> [What you will do]:
Rewrite the listing below with every occurrence of "outline" replaced by "boundary", and leave everything else unchanged.

> [Supplied entries]:
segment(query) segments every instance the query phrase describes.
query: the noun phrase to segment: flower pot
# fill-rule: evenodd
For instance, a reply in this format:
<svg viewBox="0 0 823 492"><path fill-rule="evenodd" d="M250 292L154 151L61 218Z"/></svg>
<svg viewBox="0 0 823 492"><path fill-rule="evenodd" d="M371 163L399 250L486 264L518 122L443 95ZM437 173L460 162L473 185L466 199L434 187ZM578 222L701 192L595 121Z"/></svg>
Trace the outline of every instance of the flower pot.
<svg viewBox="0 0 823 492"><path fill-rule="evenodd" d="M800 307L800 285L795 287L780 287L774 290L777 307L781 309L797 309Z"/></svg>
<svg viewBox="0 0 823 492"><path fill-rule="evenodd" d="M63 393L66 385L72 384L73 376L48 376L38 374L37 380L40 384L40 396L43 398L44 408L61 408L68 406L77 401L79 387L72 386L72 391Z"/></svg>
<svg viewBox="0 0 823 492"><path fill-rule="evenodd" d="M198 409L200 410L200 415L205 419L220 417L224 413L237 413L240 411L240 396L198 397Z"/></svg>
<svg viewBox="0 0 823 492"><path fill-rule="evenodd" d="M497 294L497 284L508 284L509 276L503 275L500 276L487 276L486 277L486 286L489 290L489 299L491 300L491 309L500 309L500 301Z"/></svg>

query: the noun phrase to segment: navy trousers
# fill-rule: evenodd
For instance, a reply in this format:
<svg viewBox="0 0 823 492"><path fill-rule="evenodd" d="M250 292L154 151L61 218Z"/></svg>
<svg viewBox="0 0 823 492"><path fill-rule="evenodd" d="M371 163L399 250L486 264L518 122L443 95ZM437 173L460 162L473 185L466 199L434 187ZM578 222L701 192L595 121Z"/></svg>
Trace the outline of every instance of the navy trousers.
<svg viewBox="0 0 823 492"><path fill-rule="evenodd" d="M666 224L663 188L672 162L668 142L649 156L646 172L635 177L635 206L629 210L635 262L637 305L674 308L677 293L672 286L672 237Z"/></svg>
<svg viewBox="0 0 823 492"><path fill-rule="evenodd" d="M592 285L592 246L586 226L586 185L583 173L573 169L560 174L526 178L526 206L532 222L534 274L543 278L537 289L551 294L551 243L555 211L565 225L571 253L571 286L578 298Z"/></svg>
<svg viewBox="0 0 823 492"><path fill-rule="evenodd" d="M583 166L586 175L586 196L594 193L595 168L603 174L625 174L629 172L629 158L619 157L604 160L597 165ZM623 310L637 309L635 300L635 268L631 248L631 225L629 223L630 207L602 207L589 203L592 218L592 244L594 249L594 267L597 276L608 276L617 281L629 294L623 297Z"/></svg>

> [Output of the task]:
segment(query) segments every instance the query phrase describes.
query: the noun phrase to segment: flower pot
# fill-rule: evenodd
For instance, a reply in this format:
<svg viewBox="0 0 823 492"><path fill-rule="evenodd" d="M250 292L154 151L61 218Z"/></svg>
<svg viewBox="0 0 823 492"><path fill-rule="evenodd" d="M371 163L399 250L486 264L518 122L443 95ZM437 173L460 162L473 185L466 199L434 187ZM578 222L701 192L595 121Z"/></svg>
Trace the boundary of every instance of the flower pot.
<svg viewBox="0 0 823 492"><path fill-rule="evenodd" d="M800 307L800 285L795 287L780 287L774 290L777 307L781 309L797 309Z"/></svg>
<svg viewBox="0 0 823 492"><path fill-rule="evenodd" d="M63 393L66 385L72 384L73 376L48 376L38 374L37 380L40 384L40 396L43 398L44 408L61 408L68 406L77 401L79 387L72 386L72 391Z"/></svg>
<svg viewBox="0 0 823 492"><path fill-rule="evenodd" d="M198 409L200 410L200 415L205 419L220 417L224 413L237 413L240 411L240 396L198 397Z"/></svg>
<svg viewBox="0 0 823 492"><path fill-rule="evenodd" d="M497 294L497 284L508 284L509 276L503 275L500 276L487 276L486 277L486 286L489 290L489 299L491 300L491 309L500 309L500 301Z"/></svg>

query: the noun phrase to segment: navy trousers
# fill-rule: evenodd
For instance, a reply in this format:
<svg viewBox="0 0 823 492"><path fill-rule="evenodd" d="M250 292L154 151L61 218Z"/></svg>
<svg viewBox="0 0 823 492"><path fill-rule="evenodd" d="M371 163L399 250L486 264L518 122L443 95ZM437 173L460 162L473 185L466 199L434 187ZM578 222L701 192L595 121Z"/></svg>
Trace the boundary of every instance of the navy trousers.
<svg viewBox="0 0 823 492"><path fill-rule="evenodd" d="M666 224L663 188L672 162L668 142L649 156L646 172L635 177L635 206L629 210L635 262L637 305L674 308L677 293L672 286L672 237Z"/></svg>
<svg viewBox="0 0 823 492"><path fill-rule="evenodd" d="M592 285L592 246L586 226L586 185L583 173L573 169L560 174L526 178L526 206L532 222L534 274L543 278L537 289L551 294L551 243L555 211L565 225L571 253L571 286L578 298Z"/></svg>
<svg viewBox="0 0 823 492"><path fill-rule="evenodd" d="M583 166L586 175L586 196L594 193L595 168L603 174L625 174L629 172L629 158L619 157L604 160L597 165ZM623 310L637 309L635 300L635 268L631 248L631 225L629 223L630 207L602 207L589 203L592 218L592 244L594 249L594 267L597 276L608 276L617 281L629 294L623 297Z"/></svg>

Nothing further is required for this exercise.